Can you return the records below exactly as they stand, but only from the first line through the one with "Locate the fingers"?

(Given records)
:::::

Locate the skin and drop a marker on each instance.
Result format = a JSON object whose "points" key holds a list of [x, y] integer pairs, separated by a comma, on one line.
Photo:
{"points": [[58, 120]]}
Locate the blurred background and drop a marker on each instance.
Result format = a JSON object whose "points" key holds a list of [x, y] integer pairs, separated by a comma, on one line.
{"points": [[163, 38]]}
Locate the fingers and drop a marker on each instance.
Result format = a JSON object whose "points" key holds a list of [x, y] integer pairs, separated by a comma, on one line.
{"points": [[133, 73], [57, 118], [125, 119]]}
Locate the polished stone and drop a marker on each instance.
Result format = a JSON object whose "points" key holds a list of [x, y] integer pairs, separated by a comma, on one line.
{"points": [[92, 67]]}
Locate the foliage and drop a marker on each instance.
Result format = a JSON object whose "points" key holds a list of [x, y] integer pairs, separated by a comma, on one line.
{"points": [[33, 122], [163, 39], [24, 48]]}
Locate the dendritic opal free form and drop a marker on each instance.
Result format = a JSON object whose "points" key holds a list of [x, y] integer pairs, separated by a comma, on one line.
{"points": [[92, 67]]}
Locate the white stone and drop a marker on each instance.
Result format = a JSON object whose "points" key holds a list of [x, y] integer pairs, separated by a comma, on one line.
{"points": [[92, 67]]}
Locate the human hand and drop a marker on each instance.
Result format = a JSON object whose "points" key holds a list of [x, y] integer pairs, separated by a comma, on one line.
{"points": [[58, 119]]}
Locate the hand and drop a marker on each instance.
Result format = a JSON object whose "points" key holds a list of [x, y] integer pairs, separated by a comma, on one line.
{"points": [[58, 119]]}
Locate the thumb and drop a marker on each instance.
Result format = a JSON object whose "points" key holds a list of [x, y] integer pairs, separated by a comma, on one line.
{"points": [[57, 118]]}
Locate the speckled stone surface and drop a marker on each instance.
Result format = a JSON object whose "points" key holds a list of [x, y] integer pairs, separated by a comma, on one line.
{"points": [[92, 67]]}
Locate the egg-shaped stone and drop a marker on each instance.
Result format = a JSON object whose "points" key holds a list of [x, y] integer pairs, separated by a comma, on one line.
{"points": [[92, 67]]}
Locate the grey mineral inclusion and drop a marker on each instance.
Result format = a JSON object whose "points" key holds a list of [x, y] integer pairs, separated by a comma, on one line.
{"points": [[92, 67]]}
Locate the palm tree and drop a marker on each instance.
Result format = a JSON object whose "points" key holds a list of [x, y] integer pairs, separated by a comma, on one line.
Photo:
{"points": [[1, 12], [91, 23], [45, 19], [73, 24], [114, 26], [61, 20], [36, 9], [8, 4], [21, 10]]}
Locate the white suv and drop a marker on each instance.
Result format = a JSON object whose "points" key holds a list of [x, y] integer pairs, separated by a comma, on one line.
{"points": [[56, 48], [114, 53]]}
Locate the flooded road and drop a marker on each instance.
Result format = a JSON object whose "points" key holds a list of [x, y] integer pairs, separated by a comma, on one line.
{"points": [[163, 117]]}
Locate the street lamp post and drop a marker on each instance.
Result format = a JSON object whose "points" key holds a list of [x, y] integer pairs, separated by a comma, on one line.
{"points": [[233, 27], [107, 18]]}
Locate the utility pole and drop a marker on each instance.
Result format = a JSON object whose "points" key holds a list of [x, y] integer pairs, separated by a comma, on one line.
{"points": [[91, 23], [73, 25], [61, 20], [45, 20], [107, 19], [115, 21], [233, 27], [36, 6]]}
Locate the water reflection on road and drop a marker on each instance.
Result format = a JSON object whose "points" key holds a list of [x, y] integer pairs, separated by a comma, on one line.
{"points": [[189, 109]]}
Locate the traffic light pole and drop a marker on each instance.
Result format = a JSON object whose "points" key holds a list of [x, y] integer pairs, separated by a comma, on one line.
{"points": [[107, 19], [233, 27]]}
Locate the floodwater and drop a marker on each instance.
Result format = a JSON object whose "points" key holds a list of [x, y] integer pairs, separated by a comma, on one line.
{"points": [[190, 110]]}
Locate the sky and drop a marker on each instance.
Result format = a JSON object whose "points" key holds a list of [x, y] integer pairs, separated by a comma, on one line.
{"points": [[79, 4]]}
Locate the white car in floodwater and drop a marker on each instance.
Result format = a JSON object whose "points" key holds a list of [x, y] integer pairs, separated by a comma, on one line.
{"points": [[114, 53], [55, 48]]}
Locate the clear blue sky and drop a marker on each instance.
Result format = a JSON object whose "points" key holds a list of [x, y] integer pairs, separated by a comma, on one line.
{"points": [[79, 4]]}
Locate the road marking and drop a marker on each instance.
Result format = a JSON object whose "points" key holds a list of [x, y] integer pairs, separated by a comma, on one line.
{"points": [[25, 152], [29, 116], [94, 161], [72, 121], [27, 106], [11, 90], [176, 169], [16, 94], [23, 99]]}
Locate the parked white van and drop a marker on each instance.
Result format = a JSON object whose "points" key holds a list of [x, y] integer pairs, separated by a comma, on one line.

:::::

(Exercise result)
Locate the skin and drop a marker on each instance.
Result format = a JSON object whose "points" key holds a list of [x, y] integer pairs, separated by a comma, on one line.
Photo:
{"points": [[58, 120]]}
Locate the blurred background and drop a marker on each instance.
Result format = a JSON object whose "points" key holds a list of [x, y] integer pairs, separated by a comma, on one line.
{"points": [[163, 38]]}
Locate the fingers and drop a marker on each instance.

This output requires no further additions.